¡Ah, los libertarios! Siempre con su cantaleta sobre el mercado, la libertad individual y los peligros del Estado.
Pero, ¿qué pasa cuando el mismísimo pueblo soberano demanda al Estado? Porque, seamos honestos, ¿no es el Estado simplemente un proveedor solicitado por las mayorías para dedicarse a la satisfacción de necesidades y elegido libremente por la sociedad? Seguridad, salud, educación… todo al alcance de un clic (o de un voto). Al fin y al cabo, si todos lo quieren, ¿no es eso una especie de contrato social? ¡Jaque mate, libertarios!
Bueno, no tan rápido.
La falacia del consenso
El supuesto “consenso social” que justifica al Estado es un mito digno de cualquier saga de fantasía. Nadie firmó ese contrato. Ni tú, ni yo. Pero al parecer, el hecho de que existas en un territorio implica tu aceptación automática. Si eso no es la definición de coerción elegante, no sé qué lo sea.
¿Los servicios que otorga el Estado se pueden equiparar a un bien de mercado? No. Dos razones: no puedes optar por no recibirlos (opt-out dicen los vecinos del norte) y tampoco se les asigna, ni se les puede asignar un precio competitivo de mercado. ¿Lo que hace el Estado es caro o es barato? ¿Cómo saberlo? Sabemos que duele pagar sus servicios, pero es imposible saber si el precio es correcto.
Si lo que el Estado hace realmente fuera un bien de mercado, podrías elegir proveedores, comparar precios o simplemente optar por no comprar. Pero no. El proveedor estatal es obligatorio. Como Netflix, pero con una suscripción perpetua, amenazas de cárcel si te das de baja y un sólo canal. Muy libre todo, ¿no?
Queremos todo… Pero que lo pague alguien más
La cosa se pone interesante cuando queremos ponerle precio a lo que el Estado hace lento y mal. Veamos. La gente “demanda” servicios del Estado, claro, pero con una condición: que los pague otro. Seguridad, sí. Educación, por supuesto. Infraestructura, cómo no. Pero, cuando se trata de costearlos, todos miran al vecino. La esperanza generalizada es que algún ente abstracto —”los ricos”, “el gobierno”, “la deuda mágica”— absorba el costo. ¡Impriman más puentes!

-.-.-

> **CONSIGNA ESCRITA 1**: Según el fragmento sobre el Estado, ¿cuáles son las dos razones por las que sus servicios no se pueden equiparar a un bien de mercado?

-.-.-

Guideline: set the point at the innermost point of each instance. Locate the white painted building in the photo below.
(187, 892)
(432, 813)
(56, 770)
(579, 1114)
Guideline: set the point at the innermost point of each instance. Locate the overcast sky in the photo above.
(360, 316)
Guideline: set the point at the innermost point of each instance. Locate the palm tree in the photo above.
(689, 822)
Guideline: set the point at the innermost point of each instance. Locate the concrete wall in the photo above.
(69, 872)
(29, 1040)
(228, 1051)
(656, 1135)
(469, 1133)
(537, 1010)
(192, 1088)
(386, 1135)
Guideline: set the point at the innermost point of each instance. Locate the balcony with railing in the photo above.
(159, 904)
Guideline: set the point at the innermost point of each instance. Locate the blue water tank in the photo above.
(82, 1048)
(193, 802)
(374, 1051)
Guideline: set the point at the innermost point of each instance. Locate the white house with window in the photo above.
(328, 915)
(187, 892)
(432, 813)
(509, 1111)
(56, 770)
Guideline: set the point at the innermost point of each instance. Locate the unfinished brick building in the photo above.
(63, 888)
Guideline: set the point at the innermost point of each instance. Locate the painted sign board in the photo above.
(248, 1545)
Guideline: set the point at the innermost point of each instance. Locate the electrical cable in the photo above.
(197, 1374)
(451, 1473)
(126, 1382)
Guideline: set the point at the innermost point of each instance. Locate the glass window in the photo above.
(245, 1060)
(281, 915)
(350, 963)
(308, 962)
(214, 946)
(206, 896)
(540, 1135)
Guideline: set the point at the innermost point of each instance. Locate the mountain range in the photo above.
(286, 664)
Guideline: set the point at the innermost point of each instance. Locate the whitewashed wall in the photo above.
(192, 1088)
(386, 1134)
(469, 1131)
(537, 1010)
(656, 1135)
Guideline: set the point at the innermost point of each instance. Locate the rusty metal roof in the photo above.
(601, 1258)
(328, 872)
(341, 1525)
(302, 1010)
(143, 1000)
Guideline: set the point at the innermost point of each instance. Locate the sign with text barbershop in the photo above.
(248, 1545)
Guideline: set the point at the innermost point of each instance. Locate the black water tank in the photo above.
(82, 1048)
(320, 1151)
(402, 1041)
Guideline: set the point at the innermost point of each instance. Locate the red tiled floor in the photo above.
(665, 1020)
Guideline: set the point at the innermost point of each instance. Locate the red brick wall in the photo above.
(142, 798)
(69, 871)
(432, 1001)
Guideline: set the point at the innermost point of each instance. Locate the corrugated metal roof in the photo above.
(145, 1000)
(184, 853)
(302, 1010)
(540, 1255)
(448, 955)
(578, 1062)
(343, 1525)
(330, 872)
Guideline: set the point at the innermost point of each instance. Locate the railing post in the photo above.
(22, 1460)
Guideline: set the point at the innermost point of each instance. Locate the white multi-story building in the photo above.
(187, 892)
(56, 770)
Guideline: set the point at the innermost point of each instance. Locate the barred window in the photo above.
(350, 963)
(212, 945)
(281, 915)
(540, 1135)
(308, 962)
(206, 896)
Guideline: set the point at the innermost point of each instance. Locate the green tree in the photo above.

-.-.-

> **CONSIGNA ESCRITA 2**: Reescribe como tabla Markdown las líneas de las entradas desde la que contiene "palm tree in the photo above." hasta la que contiene "(126, 1382)", ambas incluidas. Usa las columnas Número y Entrada, numera las filas y omite las líneas en blanco.

> **RESPUESTA 1**: No se puede optar por no recibirlos, y no se les asigna ni se les puede asignar un precio competitivo de mercado.

> **RESPUESTA 2**:
| Número | Entrada |
|---|---|
| 1 | Guideline: set the point at the innermost point of each instance. Locate the palm tree in the photo above. |
| 2 | (689, 822) |
| 3 | Guideline: set the point at the innermost point of each instance. Locate the concrete wall in the photo above. |
| 4 | (69, 872) |
| 5 | (29, 1040) |
| 6 | (228, 1051) |
| 7 | (656, 1135) |
| 8 | (469, 1133) |
| 9 | (537, 1010) |
| 10 | (192, 1088) |
| 11 | (386, 1135) |
| 12 | Guideline: set the point at the innermost point of each instance. Locate the balcony with railing in the photo above. |
| 13 | (159, 904) |
| 14 | Guideline: set the point at the innermost point of each instance. Locate the blue water tank in the photo above. |
| 15 | (82, 1048) |
| 16 | (193, 802) |
| 17 | (374, 1051) |
| 18 | Guideline: set the point at the innermost point of each instance. Locate the white house with window in the photo above. |
| 19 | (328, 915) |
| 20 | (187, 892) |
| 21 | (432, 813) |
| 22 | (509, 1111) |
| 23 | (56, 770) |
| 24 | Guideline: set the point at the innermost point of each instance. Locate the unfinished brick building in the photo above. |
| 25 | (63, 888) |
| 26 | Guideline: set the point at the innermost point of each instance. Locate the painted sign board in the photo above. |
| 27 | (248, 1545) |
| 28 | Guideline: set the point at the innermost point of each instance. Locate the electrical cable in the photo above. |
| 29 | (197, 1374) |
| 30 | (451, 1473) |
| 31 | (126, 1382) |